EXERCISE DIRECTIONS
With the pictures left out, copy the listing below exactly.

INFORMATION GIVEN
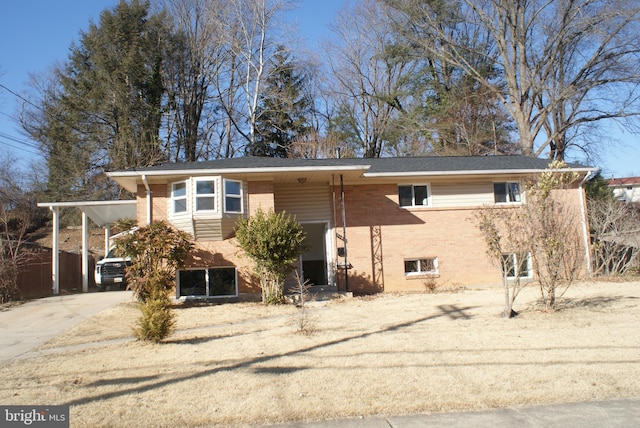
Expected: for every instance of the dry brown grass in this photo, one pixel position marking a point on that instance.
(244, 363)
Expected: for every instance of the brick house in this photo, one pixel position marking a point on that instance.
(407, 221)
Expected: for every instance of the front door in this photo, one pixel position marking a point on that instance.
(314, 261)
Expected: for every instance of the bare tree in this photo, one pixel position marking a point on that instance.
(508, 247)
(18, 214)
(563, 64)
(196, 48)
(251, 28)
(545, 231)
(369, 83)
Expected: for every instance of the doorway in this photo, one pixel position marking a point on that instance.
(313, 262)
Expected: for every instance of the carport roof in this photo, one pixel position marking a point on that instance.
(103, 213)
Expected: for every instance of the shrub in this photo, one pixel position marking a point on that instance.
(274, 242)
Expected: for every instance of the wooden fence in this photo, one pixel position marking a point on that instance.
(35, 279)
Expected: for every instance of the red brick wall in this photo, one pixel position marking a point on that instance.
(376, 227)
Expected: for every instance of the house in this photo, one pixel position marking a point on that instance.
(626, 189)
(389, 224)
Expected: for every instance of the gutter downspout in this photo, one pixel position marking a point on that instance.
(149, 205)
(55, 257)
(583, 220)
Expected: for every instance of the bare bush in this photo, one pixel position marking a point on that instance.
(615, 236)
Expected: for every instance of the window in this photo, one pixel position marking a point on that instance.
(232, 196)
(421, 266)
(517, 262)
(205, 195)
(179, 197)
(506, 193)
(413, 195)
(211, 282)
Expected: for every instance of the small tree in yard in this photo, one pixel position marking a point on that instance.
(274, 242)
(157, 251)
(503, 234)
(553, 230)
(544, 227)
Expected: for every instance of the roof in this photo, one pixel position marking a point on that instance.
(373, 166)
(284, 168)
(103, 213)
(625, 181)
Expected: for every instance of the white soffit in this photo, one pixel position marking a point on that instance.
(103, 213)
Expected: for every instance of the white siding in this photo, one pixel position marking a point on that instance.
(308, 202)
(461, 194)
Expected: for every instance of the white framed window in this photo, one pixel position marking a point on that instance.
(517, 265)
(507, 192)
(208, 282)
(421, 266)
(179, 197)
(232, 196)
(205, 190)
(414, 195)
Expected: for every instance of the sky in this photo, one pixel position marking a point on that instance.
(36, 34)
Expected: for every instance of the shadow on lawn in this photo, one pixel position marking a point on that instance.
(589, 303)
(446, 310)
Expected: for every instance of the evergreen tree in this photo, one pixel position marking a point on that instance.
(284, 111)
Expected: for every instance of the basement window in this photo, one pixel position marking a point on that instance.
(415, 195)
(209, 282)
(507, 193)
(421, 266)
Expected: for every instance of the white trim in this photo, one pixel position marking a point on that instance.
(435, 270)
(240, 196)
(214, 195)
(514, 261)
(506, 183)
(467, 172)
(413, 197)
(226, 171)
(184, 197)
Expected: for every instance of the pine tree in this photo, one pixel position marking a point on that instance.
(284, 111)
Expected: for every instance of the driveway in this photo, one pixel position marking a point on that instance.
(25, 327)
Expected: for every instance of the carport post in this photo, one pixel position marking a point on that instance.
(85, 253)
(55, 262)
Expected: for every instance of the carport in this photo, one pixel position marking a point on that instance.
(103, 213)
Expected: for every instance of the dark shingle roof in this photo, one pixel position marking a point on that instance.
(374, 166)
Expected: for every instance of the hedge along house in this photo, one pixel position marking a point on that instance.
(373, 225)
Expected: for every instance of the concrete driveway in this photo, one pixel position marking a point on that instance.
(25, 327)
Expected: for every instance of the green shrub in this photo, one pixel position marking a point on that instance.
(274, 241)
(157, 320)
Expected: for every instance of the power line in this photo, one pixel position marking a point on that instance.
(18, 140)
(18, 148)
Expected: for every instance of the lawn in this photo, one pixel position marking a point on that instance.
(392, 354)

SOLVED PROBLEM
Expected: for every instance of the dry brown grass in this photo, one pixel position marking a point on that instance.
(244, 363)
Expected: for every instance of the brick house in this photo, one pixel position marking a point on that instance.
(407, 221)
Expected: for every instance of the front door in this photo, one pixel position marking a point on that instance.
(314, 261)
Expected: for every instance of the bare tree in this photo, one pixel position marking a point on that instance.
(508, 247)
(18, 214)
(563, 64)
(196, 48)
(251, 28)
(545, 231)
(369, 83)
Expected: for every instance of the doorway in this photo, one pixel position marking a point on that instance.
(313, 262)
Expected: for every instance of the carport roof in this photo, one pixel position marking a point on that instance.
(103, 213)
Expected: for every instance of the shrub in this photo, one pixel position marking a point on that instance.
(274, 242)
Expected: for every instance of the wooden fence in this photo, one pixel position marking a point on that instance.
(35, 279)
Expected: for every instance of the red brick wall in this photo, one pixel position marking a point on that instance.
(376, 227)
Expected: for every instance of the house in this photo, one pixel position marking a point on that instance.
(626, 189)
(389, 224)
Expected: for every instance of the gutter downspout in this photo, one pixel position marking a point on that instance.
(149, 205)
(55, 257)
(583, 220)
Expected: for every instance of the bare bush in this photo, one pixel position marking a point on that instance.
(615, 236)
Expected: for every instance of the window in this photo, one pixel position marking a point on that instance.
(232, 196)
(421, 266)
(517, 262)
(205, 195)
(179, 197)
(506, 193)
(413, 195)
(211, 282)
Expected: for every instance of the small tree in yard in this photo, one pixel position marking a point on that instance.
(274, 242)
(157, 251)
(503, 234)
(553, 230)
(544, 227)
Expected: for every instance of the roof in this photo, one pixel position marking a point on that instance.
(373, 166)
(284, 168)
(103, 213)
(625, 181)
Expected: for every instance of the white soffit in this photo, one pixel position marking a point on that instance.
(103, 213)
Expected: for every instance of the white siding in this photo, one pixel position marking a point on that instance.
(308, 202)
(461, 194)
Expected: for every instance of the white framed window in this photo, one pixel position marking a point on that instance.
(517, 265)
(507, 192)
(208, 282)
(421, 266)
(179, 197)
(232, 196)
(205, 190)
(414, 195)
Expected: for every instance of the sky in this photo, one pixel position marking a point on that instance.
(36, 34)
Expected: for every instance of the shadow on lawn in this photo, one pixel position marking a point on that instance.
(589, 303)
(446, 310)
Expected: for every instance of the evergreen tree in this photo, one pixel position marking a point on that instance.
(284, 111)
Expected: for every instance of the basement window in this photo, one pixel position marking a point on that instance.
(415, 195)
(209, 282)
(507, 193)
(421, 266)
Expected: for every instance of the white trim in this photo, one pixel position marking a point on that instance.
(435, 270)
(240, 196)
(214, 195)
(514, 261)
(506, 183)
(467, 172)
(413, 197)
(226, 171)
(184, 197)
Expected: for every instance of the pine tree in this photo, one pixel position marking a point on that instance.
(284, 111)
Expected: for every instance of the driveway in this photo, one pixel position marking a point on that instance.
(25, 327)
Expected: for every instance of the carport post in this photo, one pixel position marking a point on that instance.
(85, 253)
(55, 262)
Expected: for every instance of the carport in this photo, one pixel position marking a point on that instance.
(103, 213)
Expected: for every instance of the dark shingle roof in this photo, one pixel position marking a point on that instance.
(374, 166)
Expected: for every instance of the hedge along house in this photo, one pixel position marking a point on that instance.
(373, 225)
Expected: for every instance of the concrete driveway in this photo, one pixel position marking a point on that instance.
(25, 327)
Expected: for every instance of the green shrub in this photo, one pixel position marking a point on that instance.
(274, 241)
(157, 320)
Expected: for every instance of the power line in this photo, one pixel position marking a point on that instance.
(18, 140)
(18, 148)
Expected: for every instance of the lawn in this photo, one pixel position marking a point on that instance.
(392, 354)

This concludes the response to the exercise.